▸ ASSIGNMENT
Return each line of the material below exactly. Begin at the first and end on the line with "pixel 414 364".
● ● ● ● ●
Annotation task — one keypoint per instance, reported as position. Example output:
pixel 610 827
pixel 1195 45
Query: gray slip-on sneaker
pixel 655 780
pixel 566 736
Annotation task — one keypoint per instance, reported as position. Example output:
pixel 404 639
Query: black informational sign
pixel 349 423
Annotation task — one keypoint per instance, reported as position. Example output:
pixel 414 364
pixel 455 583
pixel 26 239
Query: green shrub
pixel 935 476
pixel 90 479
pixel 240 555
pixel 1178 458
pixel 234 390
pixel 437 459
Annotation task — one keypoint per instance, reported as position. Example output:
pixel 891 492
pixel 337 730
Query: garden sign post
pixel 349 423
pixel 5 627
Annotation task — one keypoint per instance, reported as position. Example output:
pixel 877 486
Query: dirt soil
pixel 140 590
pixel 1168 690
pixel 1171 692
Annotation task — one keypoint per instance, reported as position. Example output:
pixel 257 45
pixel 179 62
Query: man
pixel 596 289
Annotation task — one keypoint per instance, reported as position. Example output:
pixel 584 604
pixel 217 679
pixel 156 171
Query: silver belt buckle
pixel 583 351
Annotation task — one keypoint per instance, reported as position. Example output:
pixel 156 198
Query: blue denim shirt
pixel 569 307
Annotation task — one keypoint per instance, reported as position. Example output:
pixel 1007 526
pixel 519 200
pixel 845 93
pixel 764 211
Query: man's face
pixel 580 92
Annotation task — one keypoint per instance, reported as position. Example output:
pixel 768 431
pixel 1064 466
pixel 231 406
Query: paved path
● ● ● ● ●
▸ EXERCISE ANSWER
Annotation task — one keypoint per instance, reported as position. Example output:
pixel 610 827
pixel 1195 45
Query: gray slip-on sneaker
pixel 655 780
pixel 566 736
Annotation task — one keypoint per instance, reported as position. Example output:
pixel 404 639
Query: black informational sign
pixel 349 423
Annotation task — one keypoint per instance, reported as position. Example output:
pixel 414 364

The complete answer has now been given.